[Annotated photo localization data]
= Beginning of Section =

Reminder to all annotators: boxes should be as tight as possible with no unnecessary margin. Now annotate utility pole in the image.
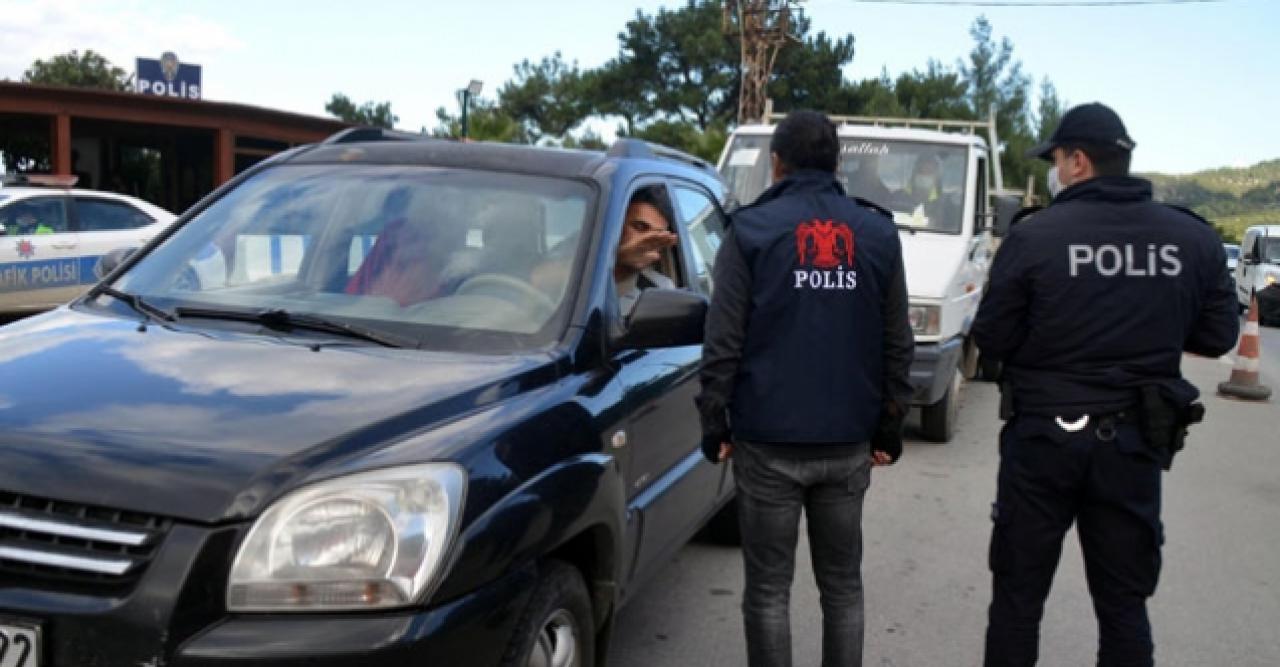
[723,0,803,125]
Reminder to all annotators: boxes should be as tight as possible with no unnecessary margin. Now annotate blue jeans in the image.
[733,441,872,667]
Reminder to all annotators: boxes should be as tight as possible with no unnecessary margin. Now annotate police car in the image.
[0,175,174,315]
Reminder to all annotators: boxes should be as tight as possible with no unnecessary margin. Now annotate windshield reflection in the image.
[115,164,593,352]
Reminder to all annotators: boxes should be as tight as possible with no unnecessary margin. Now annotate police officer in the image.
[697,110,914,667]
[973,102,1240,666]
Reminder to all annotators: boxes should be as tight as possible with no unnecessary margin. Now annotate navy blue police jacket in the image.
[697,169,914,451]
[973,175,1240,416]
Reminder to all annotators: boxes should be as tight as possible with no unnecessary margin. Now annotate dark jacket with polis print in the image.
[696,169,914,451]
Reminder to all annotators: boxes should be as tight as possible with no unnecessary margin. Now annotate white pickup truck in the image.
[718,112,1020,442]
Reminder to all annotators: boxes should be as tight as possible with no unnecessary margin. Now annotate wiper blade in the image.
[174,306,415,349]
[98,285,175,323]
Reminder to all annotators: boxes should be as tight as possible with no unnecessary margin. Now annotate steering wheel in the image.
[454,273,556,321]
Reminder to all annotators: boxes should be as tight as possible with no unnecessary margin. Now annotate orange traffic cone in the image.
[1218,295,1272,401]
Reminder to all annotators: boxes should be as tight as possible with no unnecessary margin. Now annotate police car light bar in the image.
[0,174,79,188]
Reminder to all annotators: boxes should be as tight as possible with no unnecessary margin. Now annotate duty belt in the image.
[1053,410,1132,442]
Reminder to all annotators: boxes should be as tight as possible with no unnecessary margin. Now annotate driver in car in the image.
[615,186,678,315]
[904,157,943,209]
[897,156,959,230]
[527,187,679,315]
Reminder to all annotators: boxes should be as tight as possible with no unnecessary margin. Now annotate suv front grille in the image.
[0,491,170,591]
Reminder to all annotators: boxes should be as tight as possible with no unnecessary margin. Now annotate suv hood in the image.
[0,309,557,523]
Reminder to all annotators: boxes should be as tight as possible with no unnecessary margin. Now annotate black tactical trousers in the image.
[984,414,1163,667]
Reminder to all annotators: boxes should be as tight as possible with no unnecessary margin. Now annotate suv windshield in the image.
[721,135,969,234]
[111,164,593,352]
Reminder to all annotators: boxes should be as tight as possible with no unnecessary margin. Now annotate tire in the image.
[501,561,595,667]
[960,337,980,381]
[697,496,742,546]
[919,368,961,443]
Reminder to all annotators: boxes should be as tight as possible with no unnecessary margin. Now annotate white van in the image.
[718,113,1018,442]
[1235,225,1280,311]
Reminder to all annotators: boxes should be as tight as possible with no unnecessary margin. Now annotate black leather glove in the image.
[871,403,906,464]
[701,431,729,464]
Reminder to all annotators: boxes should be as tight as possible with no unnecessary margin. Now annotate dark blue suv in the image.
[0,130,737,666]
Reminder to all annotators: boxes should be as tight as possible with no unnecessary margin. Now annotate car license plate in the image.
[0,621,41,667]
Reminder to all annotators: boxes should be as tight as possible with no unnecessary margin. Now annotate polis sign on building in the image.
[136,51,202,100]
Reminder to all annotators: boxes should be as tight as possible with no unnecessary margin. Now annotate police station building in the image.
[0,70,347,214]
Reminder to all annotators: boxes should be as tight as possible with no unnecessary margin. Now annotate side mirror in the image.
[992,195,1022,238]
[614,288,707,350]
[94,247,138,280]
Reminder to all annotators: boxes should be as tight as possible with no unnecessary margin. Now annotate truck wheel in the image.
[501,561,594,667]
[698,496,741,546]
[920,369,961,443]
[960,337,980,380]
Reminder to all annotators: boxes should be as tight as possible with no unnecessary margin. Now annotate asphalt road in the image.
[609,354,1280,666]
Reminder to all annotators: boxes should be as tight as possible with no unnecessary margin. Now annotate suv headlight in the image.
[227,464,466,612]
[908,303,941,337]
[1265,271,1279,286]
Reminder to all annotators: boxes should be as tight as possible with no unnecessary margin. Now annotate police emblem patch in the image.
[795,219,854,269]
[793,219,858,291]
[16,239,35,259]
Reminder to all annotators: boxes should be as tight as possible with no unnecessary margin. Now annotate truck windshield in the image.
[721,135,970,234]
[109,164,593,352]
[1262,237,1280,264]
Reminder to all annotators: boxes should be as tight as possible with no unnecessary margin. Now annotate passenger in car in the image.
[345,216,451,307]
[615,186,679,315]
[846,153,893,207]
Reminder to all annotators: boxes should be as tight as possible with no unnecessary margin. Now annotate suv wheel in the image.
[502,561,594,667]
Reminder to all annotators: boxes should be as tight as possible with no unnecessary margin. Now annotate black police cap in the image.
[1026,102,1135,161]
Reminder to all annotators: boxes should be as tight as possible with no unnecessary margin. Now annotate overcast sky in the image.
[2,0,1275,174]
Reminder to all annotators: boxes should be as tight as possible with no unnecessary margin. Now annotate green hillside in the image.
[1145,159,1280,243]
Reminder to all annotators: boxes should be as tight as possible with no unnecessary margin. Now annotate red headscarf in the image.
[345,217,442,307]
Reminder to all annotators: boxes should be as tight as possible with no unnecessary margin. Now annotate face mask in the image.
[913,175,937,194]
[1047,166,1063,199]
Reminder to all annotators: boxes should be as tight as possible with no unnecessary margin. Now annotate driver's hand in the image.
[618,229,678,268]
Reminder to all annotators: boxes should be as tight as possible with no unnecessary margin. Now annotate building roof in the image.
[0,82,348,143]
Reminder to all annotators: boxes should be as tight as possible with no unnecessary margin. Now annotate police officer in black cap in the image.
[974,102,1239,666]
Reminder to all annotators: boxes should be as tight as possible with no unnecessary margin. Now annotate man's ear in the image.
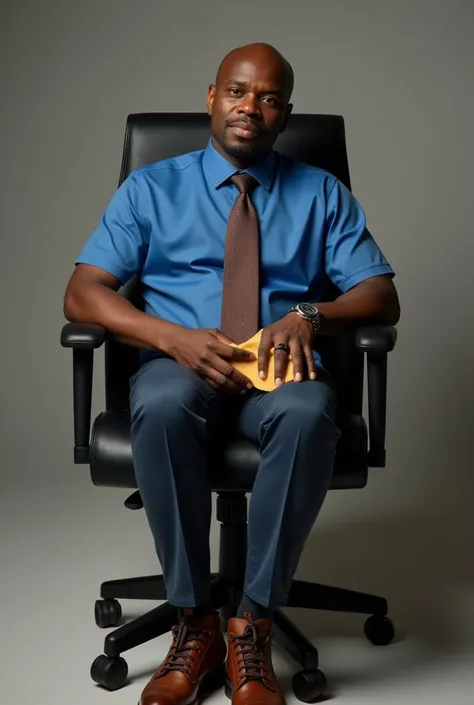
[279,103,293,133]
[207,84,216,116]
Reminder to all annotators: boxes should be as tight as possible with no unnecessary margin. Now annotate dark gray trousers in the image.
[130,357,340,608]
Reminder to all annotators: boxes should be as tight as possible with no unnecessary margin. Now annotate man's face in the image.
[207,53,292,163]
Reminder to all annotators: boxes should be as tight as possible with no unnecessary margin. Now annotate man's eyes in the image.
[228,89,280,107]
[262,96,279,107]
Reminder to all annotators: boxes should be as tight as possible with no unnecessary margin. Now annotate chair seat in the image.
[90,410,368,492]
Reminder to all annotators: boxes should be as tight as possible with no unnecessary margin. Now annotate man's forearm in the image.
[64,282,181,351]
[313,275,400,336]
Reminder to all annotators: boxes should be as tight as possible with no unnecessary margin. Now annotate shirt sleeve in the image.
[75,172,150,284]
[324,178,394,292]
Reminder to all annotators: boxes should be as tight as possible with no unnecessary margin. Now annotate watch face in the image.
[299,303,318,319]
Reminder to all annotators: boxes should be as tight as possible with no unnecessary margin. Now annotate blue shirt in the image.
[76,139,394,366]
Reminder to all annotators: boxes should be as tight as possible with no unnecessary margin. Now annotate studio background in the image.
[1,0,473,702]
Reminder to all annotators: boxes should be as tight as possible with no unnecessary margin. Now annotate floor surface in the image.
[3,474,474,705]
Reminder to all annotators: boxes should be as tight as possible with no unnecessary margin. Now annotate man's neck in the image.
[211,136,270,170]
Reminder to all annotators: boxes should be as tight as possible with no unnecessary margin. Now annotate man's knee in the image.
[266,381,339,438]
[130,359,213,428]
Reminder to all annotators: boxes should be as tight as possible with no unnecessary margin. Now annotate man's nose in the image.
[237,95,261,117]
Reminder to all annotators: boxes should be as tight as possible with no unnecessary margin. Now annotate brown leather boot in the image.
[140,610,226,705]
[225,613,285,705]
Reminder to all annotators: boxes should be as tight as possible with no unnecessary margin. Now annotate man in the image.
[64,43,399,705]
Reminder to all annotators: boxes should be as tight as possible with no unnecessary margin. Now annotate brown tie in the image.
[220,173,260,344]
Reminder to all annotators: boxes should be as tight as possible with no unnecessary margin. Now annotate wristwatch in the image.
[288,303,321,337]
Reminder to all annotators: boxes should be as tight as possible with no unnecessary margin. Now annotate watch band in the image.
[288,303,321,336]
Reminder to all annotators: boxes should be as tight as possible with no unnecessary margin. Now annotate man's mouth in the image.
[228,121,260,139]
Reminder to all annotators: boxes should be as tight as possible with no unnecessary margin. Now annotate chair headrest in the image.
[119,113,351,190]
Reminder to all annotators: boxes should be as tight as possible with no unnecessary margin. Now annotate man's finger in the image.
[204,377,219,390]
[211,377,242,394]
[211,354,253,390]
[204,368,244,394]
[273,340,290,386]
[304,345,317,380]
[258,333,273,380]
[229,346,257,362]
[214,330,235,346]
[215,340,256,362]
[290,341,305,382]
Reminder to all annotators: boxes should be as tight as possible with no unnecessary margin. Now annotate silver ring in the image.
[274,343,290,353]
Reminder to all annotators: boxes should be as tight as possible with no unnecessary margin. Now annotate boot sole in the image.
[224,674,233,700]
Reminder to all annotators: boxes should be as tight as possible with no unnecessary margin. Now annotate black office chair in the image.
[61,113,397,702]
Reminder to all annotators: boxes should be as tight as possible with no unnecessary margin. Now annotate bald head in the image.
[207,44,294,167]
[216,44,294,101]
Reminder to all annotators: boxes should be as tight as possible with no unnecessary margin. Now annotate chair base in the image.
[92,573,393,696]
[90,493,394,696]
[97,573,388,655]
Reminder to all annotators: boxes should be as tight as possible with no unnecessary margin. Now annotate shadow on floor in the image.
[288,505,473,646]
[272,499,473,691]
[119,504,473,691]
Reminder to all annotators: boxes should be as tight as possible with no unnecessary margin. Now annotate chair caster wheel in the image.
[95,598,122,628]
[292,669,327,702]
[364,615,395,645]
[90,654,128,690]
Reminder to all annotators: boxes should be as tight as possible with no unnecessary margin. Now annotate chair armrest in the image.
[61,322,107,349]
[355,324,397,354]
[355,324,398,468]
[61,322,107,464]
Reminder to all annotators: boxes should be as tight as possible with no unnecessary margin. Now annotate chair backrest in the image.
[105,113,363,417]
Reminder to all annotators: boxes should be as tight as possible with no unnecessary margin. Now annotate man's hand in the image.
[259,313,317,386]
[162,327,256,394]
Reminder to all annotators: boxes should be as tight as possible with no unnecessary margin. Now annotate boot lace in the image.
[157,621,208,677]
[229,623,275,689]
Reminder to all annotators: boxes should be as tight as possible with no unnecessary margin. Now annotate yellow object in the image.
[231,329,294,391]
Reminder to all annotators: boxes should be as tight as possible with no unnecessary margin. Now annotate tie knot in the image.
[231,172,258,195]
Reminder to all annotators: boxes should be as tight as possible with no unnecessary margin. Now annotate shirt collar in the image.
[202,138,277,192]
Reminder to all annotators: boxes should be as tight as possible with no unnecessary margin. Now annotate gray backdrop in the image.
[1,0,473,656]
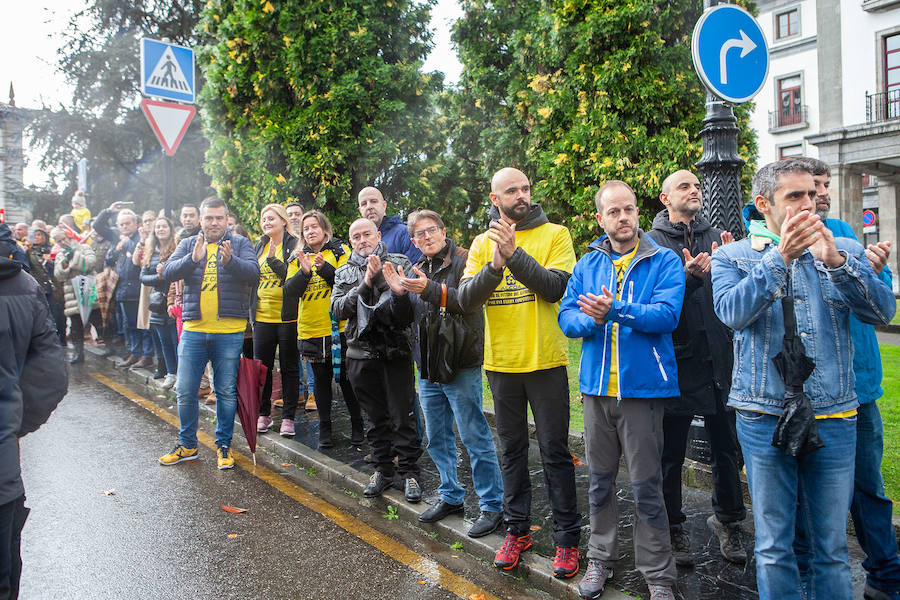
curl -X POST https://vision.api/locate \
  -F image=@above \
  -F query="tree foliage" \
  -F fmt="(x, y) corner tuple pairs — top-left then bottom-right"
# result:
(447, 0), (757, 250)
(198, 0), (448, 237)
(27, 0), (212, 219)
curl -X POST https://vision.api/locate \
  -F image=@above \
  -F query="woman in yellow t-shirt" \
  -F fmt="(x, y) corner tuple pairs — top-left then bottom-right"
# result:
(251, 204), (301, 437)
(284, 210), (364, 449)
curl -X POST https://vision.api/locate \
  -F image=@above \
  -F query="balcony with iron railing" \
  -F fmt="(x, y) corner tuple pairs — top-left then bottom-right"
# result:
(768, 104), (809, 132)
(866, 89), (900, 123)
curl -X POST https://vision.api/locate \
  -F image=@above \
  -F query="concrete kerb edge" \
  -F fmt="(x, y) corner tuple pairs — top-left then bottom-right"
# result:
(87, 347), (629, 600)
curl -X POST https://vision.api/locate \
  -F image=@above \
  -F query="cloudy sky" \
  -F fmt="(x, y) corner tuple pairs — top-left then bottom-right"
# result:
(0, 0), (464, 189)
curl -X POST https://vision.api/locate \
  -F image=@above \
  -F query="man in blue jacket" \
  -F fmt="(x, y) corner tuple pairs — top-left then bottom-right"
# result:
(357, 186), (422, 263)
(559, 180), (684, 600)
(794, 158), (899, 600)
(712, 159), (895, 600)
(159, 196), (260, 470)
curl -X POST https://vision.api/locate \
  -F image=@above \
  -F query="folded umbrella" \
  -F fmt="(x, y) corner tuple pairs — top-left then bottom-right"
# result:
(236, 357), (268, 465)
(771, 294), (824, 457)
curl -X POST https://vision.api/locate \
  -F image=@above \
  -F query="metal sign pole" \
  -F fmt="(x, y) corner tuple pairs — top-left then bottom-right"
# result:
(696, 92), (747, 238)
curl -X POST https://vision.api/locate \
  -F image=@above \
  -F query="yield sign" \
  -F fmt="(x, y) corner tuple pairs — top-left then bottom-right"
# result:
(140, 98), (196, 156)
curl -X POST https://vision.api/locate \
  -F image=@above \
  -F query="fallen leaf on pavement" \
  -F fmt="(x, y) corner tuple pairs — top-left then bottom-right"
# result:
(470, 594), (488, 600)
(572, 454), (585, 466)
(221, 504), (248, 514)
(101, 489), (115, 496)
(227, 533), (237, 539)
(417, 580), (426, 585)
(529, 525), (541, 531)
(281, 463), (291, 466)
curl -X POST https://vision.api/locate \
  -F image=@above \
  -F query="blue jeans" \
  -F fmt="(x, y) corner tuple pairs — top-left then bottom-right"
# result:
(118, 301), (153, 358)
(151, 322), (178, 375)
(852, 401), (900, 593)
(419, 367), (503, 512)
(301, 359), (315, 395)
(737, 410), (856, 600)
(175, 330), (244, 449)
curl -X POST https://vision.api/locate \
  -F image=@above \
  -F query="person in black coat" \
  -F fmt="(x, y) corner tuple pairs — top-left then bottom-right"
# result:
(646, 169), (747, 567)
(140, 216), (179, 390)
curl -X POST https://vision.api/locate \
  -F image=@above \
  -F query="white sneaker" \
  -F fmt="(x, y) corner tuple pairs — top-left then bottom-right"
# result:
(161, 374), (177, 390)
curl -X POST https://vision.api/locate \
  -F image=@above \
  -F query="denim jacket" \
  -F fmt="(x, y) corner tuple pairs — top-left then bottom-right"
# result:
(711, 236), (896, 415)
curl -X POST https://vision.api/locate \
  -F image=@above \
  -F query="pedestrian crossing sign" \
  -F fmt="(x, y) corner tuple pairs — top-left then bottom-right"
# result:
(140, 38), (195, 103)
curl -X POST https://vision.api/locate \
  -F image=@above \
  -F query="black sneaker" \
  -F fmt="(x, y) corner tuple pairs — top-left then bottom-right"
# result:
(404, 477), (422, 503)
(364, 471), (392, 498)
(418, 500), (463, 523)
(670, 525), (695, 567)
(467, 510), (503, 538)
(707, 515), (747, 563)
(577, 559), (613, 599)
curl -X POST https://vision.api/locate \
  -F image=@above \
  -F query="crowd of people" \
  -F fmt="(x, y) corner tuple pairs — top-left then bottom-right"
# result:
(2, 155), (899, 600)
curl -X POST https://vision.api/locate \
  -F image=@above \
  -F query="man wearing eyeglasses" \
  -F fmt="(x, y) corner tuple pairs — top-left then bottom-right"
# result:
(458, 167), (582, 578)
(331, 218), (422, 503)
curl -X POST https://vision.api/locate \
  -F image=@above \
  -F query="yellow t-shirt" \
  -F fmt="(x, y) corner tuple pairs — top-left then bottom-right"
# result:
(298, 245), (350, 339)
(605, 240), (640, 397)
(183, 243), (247, 334)
(463, 221), (576, 373)
(71, 207), (91, 231)
(256, 242), (291, 323)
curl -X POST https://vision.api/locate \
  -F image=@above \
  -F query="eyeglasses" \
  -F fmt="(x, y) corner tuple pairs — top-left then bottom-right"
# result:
(412, 225), (442, 239)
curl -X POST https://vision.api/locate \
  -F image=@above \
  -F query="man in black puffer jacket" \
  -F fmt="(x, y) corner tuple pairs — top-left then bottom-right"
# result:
(647, 169), (747, 567)
(0, 257), (68, 600)
(331, 218), (420, 502)
(400, 210), (505, 539)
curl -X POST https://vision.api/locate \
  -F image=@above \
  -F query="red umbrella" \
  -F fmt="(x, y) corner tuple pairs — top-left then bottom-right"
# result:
(236, 357), (268, 465)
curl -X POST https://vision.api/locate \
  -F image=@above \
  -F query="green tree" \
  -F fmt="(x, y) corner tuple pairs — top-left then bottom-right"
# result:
(448, 0), (757, 250)
(27, 0), (211, 219)
(198, 0), (446, 237)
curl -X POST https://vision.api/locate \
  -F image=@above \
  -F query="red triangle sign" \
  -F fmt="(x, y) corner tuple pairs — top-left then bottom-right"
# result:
(140, 98), (196, 156)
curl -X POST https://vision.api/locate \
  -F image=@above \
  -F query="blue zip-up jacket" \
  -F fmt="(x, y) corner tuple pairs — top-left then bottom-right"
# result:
(161, 230), (260, 322)
(559, 230), (685, 399)
(712, 235), (895, 415)
(825, 218), (893, 404)
(379, 215), (422, 264)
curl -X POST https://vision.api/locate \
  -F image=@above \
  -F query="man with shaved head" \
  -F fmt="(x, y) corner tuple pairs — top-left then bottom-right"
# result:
(331, 218), (421, 502)
(458, 167), (581, 578)
(647, 169), (747, 568)
(357, 186), (421, 263)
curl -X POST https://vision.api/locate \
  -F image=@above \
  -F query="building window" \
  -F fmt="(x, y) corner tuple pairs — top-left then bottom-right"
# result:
(776, 9), (799, 40)
(779, 144), (803, 159)
(777, 75), (803, 126)
(887, 33), (900, 118)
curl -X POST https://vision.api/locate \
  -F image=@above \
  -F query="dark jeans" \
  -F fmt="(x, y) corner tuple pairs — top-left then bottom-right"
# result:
(118, 301), (153, 358)
(69, 308), (104, 344)
(661, 396), (746, 526)
(0, 495), (28, 600)
(253, 321), (300, 421)
(347, 356), (419, 479)
(151, 321), (179, 375)
(308, 334), (362, 427)
(486, 366), (581, 548)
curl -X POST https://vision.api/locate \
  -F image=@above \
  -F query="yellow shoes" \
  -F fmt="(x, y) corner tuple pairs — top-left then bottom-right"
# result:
(217, 447), (235, 470)
(305, 393), (317, 411)
(159, 445), (198, 465)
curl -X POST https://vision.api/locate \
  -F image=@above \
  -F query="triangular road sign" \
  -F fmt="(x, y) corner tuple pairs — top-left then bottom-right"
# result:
(140, 99), (196, 156)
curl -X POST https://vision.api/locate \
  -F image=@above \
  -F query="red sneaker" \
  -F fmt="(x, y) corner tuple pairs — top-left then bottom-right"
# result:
(493, 533), (533, 570)
(553, 545), (579, 578)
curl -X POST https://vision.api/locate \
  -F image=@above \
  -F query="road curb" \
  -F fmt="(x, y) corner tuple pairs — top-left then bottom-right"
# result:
(88, 347), (629, 600)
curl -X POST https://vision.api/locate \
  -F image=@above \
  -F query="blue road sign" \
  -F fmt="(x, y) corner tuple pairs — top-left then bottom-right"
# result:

= End of Section =

For the word "sneaker", find every line in the data that holds it and copy that line.

  -F query="white sneaker" \
  -F query="black sneaker" \
  -F query="red sneaker" \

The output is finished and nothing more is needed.